Quería tocar con la mirada el cubismo de Picasso, la distorsión de un Francis Bacon, a un Siqueiros que brillaba en medio de todos los maestros y que con sus creaciones artísticas me hacía sentirme orgullosa de mi Latinoamérica, de mi lengua y mis orígenes.
Así comencé a viajar en medio de caminantes sin freno, que sólo dedicaban unos segundos de atención a las sensuales provocaciones de “Las Señoritas de Avignon”; tomando ese tiempo para hacerse una selfie frente a ellas y subir su imagen a sus redes sociales. Las botas apretaban mis pies, acostumbrados a la libertad de moverse dentro de zapatos más abiertos.
Comencé mi visita por el quinto piso, donde pude presenciar una exposición retrospectiva del alemán Thomas Schütte (1954) quien, con sus bien elaboradas y tristes esculturas, dejó a mi mente sumergida en un inquietante silencio.
Bajé al cuarto piso por las escaleras junto a Marcos, mi esposo. Allí los impresionistas, postimpresionistas y los artistas del siglo XX nos esperaban. Me reconcilié con Cézanne a través de sus mágicos colores, olvidando la rigidez de sus formas, sentí la humedad de “Los nenúfares” de Monet, me vi reflejada en un cristal como la dama
pintada por Manet, pude ver las oquedades de Lucio Costa y volver a ser niña en el universo de Miró.
Pero no lograba encontrar a mi querido pelirrojo, ni a mi compatriota el mulato achinado, y solo había podido ver una escultura del alucinado catalán ya que “La persistencia de la memoria” insistía en esconderse. La multitud me hacía vivir la sensación de estar perdida, el cansancio estaba venciendo mi deseo inmenso de poder llegar hasta ellos.

Datos de referencia basados en imágenes

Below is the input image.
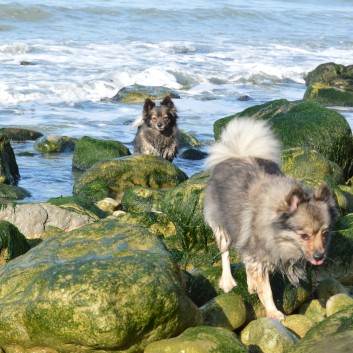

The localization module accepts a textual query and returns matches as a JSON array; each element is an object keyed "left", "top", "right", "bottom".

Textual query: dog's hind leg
[
  {"left": 216, "top": 230, "right": 237, "bottom": 293},
  {"left": 246, "top": 266, "right": 284, "bottom": 321}
]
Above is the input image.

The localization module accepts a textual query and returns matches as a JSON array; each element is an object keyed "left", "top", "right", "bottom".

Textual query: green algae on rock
[
  {"left": 214, "top": 99, "right": 353, "bottom": 180},
  {"left": 0, "top": 220, "right": 202, "bottom": 353},
  {"left": 72, "top": 136, "right": 131, "bottom": 170},
  {"left": 144, "top": 326, "right": 248, "bottom": 353},
  {"left": 162, "top": 173, "right": 210, "bottom": 251},
  {"left": 0, "top": 220, "right": 30, "bottom": 266},
  {"left": 304, "top": 63, "right": 353, "bottom": 107},
  {"left": 111, "top": 85, "right": 180, "bottom": 103},
  {"left": 34, "top": 135, "right": 76, "bottom": 153},
  {"left": 73, "top": 155, "right": 188, "bottom": 202}
]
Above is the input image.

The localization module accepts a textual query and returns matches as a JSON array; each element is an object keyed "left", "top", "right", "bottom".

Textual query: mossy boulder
[
  {"left": 241, "top": 317, "right": 298, "bottom": 353},
  {"left": 162, "top": 173, "right": 214, "bottom": 251},
  {"left": 326, "top": 293, "right": 353, "bottom": 316},
  {"left": 121, "top": 187, "right": 166, "bottom": 212},
  {"left": 47, "top": 196, "right": 107, "bottom": 220},
  {"left": 0, "top": 221, "right": 30, "bottom": 266},
  {"left": 178, "top": 129, "right": 201, "bottom": 148},
  {"left": 73, "top": 155, "right": 188, "bottom": 202},
  {"left": 0, "top": 220, "right": 202, "bottom": 353},
  {"left": 214, "top": 99, "right": 353, "bottom": 180},
  {"left": 0, "top": 127, "right": 43, "bottom": 141},
  {"left": 34, "top": 135, "right": 76, "bottom": 153},
  {"left": 0, "top": 136, "right": 20, "bottom": 185},
  {"left": 115, "top": 211, "right": 176, "bottom": 238},
  {"left": 287, "top": 305, "right": 353, "bottom": 353},
  {"left": 281, "top": 147, "right": 344, "bottom": 188},
  {"left": 281, "top": 314, "right": 316, "bottom": 338},
  {"left": 111, "top": 85, "right": 180, "bottom": 102},
  {"left": 304, "top": 63, "right": 353, "bottom": 107},
  {"left": 0, "top": 202, "right": 97, "bottom": 239},
  {"left": 200, "top": 293, "right": 247, "bottom": 331},
  {"left": 311, "top": 213, "right": 353, "bottom": 282},
  {"left": 145, "top": 326, "right": 248, "bottom": 353},
  {"left": 72, "top": 136, "right": 131, "bottom": 170}
]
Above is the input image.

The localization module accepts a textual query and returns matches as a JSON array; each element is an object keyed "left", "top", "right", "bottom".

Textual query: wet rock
[
  {"left": 281, "top": 314, "right": 316, "bottom": 338},
  {"left": 34, "top": 135, "right": 76, "bottom": 153},
  {"left": 121, "top": 187, "right": 166, "bottom": 212},
  {"left": 162, "top": 173, "right": 210, "bottom": 250},
  {"left": 145, "top": 326, "right": 248, "bottom": 353},
  {"left": 113, "top": 211, "right": 176, "bottom": 238},
  {"left": 111, "top": 85, "right": 180, "bottom": 103},
  {"left": 200, "top": 293, "right": 247, "bottom": 331},
  {"left": 0, "top": 220, "right": 202, "bottom": 353},
  {"left": 73, "top": 155, "right": 188, "bottom": 202},
  {"left": 0, "top": 136, "right": 20, "bottom": 185},
  {"left": 326, "top": 293, "right": 353, "bottom": 316},
  {"left": 299, "top": 299, "right": 326, "bottom": 322},
  {"left": 178, "top": 130, "right": 201, "bottom": 148},
  {"left": 214, "top": 99, "right": 353, "bottom": 180},
  {"left": 241, "top": 317, "right": 298, "bottom": 353},
  {"left": 0, "top": 221, "right": 30, "bottom": 266},
  {"left": 304, "top": 63, "right": 353, "bottom": 107},
  {"left": 287, "top": 305, "right": 353, "bottom": 353},
  {"left": 0, "top": 127, "right": 43, "bottom": 141},
  {"left": 180, "top": 148, "right": 207, "bottom": 161},
  {"left": 0, "top": 203, "right": 96, "bottom": 239},
  {"left": 0, "top": 183, "right": 31, "bottom": 201},
  {"left": 72, "top": 136, "right": 131, "bottom": 170}
]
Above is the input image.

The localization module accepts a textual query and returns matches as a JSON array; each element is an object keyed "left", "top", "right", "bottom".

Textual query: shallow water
[{"left": 0, "top": 0, "right": 353, "bottom": 202}]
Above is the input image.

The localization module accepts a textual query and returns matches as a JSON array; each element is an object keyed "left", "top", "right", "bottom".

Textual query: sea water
[{"left": 0, "top": 0, "right": 353, "bottom": 202}]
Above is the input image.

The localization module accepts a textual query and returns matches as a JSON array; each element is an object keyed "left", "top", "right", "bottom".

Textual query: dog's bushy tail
[{"left": 206, "top": 118, "right": 281, "bottom": 169}]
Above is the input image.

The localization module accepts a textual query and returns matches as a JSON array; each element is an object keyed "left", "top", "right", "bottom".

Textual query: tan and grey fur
[
  {"left": 134, "top": 96, "right": 178, "bottom": 162},
  {"left": 204, "top": 118, "right": 337, "bottom": 320}
]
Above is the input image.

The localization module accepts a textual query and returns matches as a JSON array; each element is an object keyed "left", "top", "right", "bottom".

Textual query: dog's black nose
[{"left": 314, "top": 252, "right": 325, "bottom": 261}]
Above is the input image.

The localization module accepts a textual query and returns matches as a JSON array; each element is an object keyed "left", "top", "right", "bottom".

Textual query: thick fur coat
[
  {"left": 134, "top": 96, "right": 178, "bottom": 162},
  {"left": 204, "top": 118, "right": 337, "bottom": 320}
]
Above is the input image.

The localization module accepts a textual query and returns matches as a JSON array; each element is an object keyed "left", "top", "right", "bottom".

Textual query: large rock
[
  {"left": 0, "top": 127, "right": 43, "bottom": 141},
  {"left": 111, "top": 85, "right": 180, "bottom": 102},
  {"left": 241, "top": 317, "right": 298, "bottom": 353},
  {"left": 0, "top": 202, "right": 96, "bottom": 239},
  {"left": 0, "top": 136, "right": 20, "bottom": 185},
  {"left": 287, "top": 305, "right": 353, "bottom": 353},
  {"left": 34, "top": 134, "right": 76, "bottom": 153},
  {"left": 145, "top": 326, "right": 248, "bottom": 353},
  {"left": 73, "top": 155, "right": 188, "bottom": 202},
  {"left": 304, "top": 63, "right": 353, "bottom": 107},
  {"left": 162, "top": 173, "right": 213, "bottom": 250},
  {"left": 214, "top": 99, "right": 353, "bottom": 180},
  {"left": 0, "top": 221, "right": 202, "bottom": 353},
  {"left": 72, "top": 136, "right": 131, "bottom": 170}
]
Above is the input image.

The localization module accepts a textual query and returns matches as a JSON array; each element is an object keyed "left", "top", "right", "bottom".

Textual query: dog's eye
[{"left": 300, "top": 234, "right": 310, "bottom": 240}]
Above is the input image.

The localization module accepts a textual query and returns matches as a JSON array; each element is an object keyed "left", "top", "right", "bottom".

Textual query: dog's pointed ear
[
  {"left": 143, "top": 98, "right": 156, "bottom": 116},
  {"left": 161, "top": 96, "right": 175, "bottom": 110},
  {"left": 314, "top": 182, "right": 332, "bottom": 202},
  {"left": 286, "top": 184, "right": 309, "bottom": 212}
]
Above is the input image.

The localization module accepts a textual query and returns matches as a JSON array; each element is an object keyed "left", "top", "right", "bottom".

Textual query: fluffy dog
[
  {"left": 204, "top": 118, "right": 337, "bottom": 320},
  {"left": 134, "top": 96, "right": 178, "bottom": 162}
]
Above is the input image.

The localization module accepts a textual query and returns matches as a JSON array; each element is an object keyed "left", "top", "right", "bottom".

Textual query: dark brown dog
[{"left": 134, "top": 96, "right": 178, "bottom": 162}]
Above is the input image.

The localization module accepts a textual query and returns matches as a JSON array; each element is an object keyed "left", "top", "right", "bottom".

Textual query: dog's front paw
[
  {"left": 219, "top": 277, "right": 237, "bottom": 293},
  {"left": 266, "top": 310, "right": 286, "bottom": 321}
]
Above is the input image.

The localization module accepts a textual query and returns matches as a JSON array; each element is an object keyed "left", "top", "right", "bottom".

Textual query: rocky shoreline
[{"left": 0, "top": 63, "right": 353, "bottom": 353}]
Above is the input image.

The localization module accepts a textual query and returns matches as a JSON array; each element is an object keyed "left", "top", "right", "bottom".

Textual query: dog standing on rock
[
  {"left": 204, "top": 118, "right": 337, "bottom": 320},
  {"left": 134, "top": 96, "right": 178, "bottom": 162}
]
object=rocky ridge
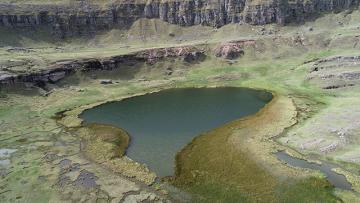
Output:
[0,46,206,86]
[0,0,360,38]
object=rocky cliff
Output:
[0,46,206,85]
[0,0,360,37]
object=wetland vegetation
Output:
[0,0,360,203]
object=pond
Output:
[80,87,272,177]
[276,151,352,190]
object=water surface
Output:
[81,87,272,177]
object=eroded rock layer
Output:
[0,0,360,37]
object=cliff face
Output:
[0,0,360,37]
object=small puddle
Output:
[276,151,352,190]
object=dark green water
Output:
[81,87,272,177]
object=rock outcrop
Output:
[0,0,360,37]
[215,40,256,60]
[0,46,205,86]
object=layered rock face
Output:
[0,0,360,37]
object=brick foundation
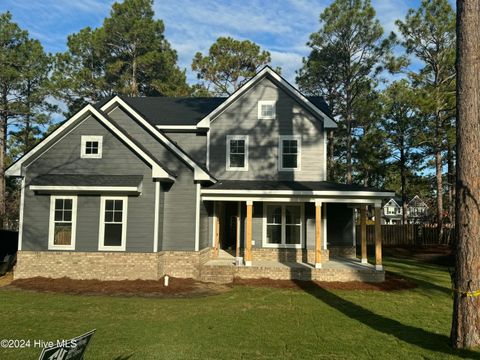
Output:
[14,251,161,280]
[329,246,357,259]
[248,248,329,264]
[14,249,210,280]
[14,248,385,282]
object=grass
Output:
[0,258,480,359]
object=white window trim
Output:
[80,135,103,159]
[258,100,277,120]
[226,135,248,171]
[262,202,305,249]
[48,195,77,250]
[278,135,302,171]
[98,196,128,251]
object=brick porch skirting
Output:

Tareas –
a) Transcribe del relato de la visita al museo todo lo que va desde "Comencé mi visita" hasta "universo de Miró.".
b) Según el relato de la visita al museo, ¿qué exposición se presentaba en el quinto piso?
c) Prosigue el relato de la visita al museo a partir de su última oración.

Respuestas por tarea –
a)
Comencé mi visita por el quinto piso, donde pude presenciar una exposición retrospectiva del alemán Thomas Schütte (1954) quien, con sus bien elaboradas y tristes esculturas, dejó a mi mente sumergida en un inquietante silencio.
Bajé al cuarto piso por las escaleras junto a Marcos, mi esposo. Allí los impresionistas, postimpresionistas y los artistas del siglo XX nos esperaban. Me reconcilié con Cézanne a través de sus mágicos colores, olvidando la rigidez de sus formas, sentí la humedad de “Los nenúfares” de Monet, me vi reflejada en un cristal como la dama
pintada por Manet, pude ver las oquedades de Lucio Costa y volver a ser niña en el universo de Miró.

b) Una exposición retrospectiva del alemán Thomas Schütte.

c)
Bajamos al tercer piso “navegando” sobre un mar de gente. Allí nos recuperamos con la alegría e inmediatez del Pop Art. Warhol y Rosenquist nos dieron aliento, un abanico inflable de Claes Oldemburg nos refrescó y un águila disecada de Rauschemberg puso alas de optimismo a nuestros agotados cuerpos.
Descendimos al vestíbulo y en medio del caos, logramos encontrar dos asientos. Me resistía a irme, teníamos una cita con un holandés demente, con un surrealista católico, con un antillano defensor de “El Tercer Mundo”, concertada desde hacía muchos años en un aula especializada de Historia del Arte.
Y entonces… se hizo la luz. A Marcos se le ocurrió revisar en el internet, allí pudimos hacer una nueva visita virtual al MOMA y localizamos dónde exactamente estaba ubicada “La persistencia de la memoria”. Lamentablemente, de “La noche estrellada” y «La jungla” no encontramos rastros. Y dijimos: a unísono, “al menos uno”. Y subimos
de nuevo al cuarto piso.
Ascendimos rápidamente por el elevador. Llegamos no recuerdo ahora a qué número de sala, buscamos y buscamos y entonces… detrás de una pared alejada nos esperaba un óleo de 24 X 33 cm. Lo miré y me burlé de mí misma, de cómo erróneamente siempre lo había imaginado mayor.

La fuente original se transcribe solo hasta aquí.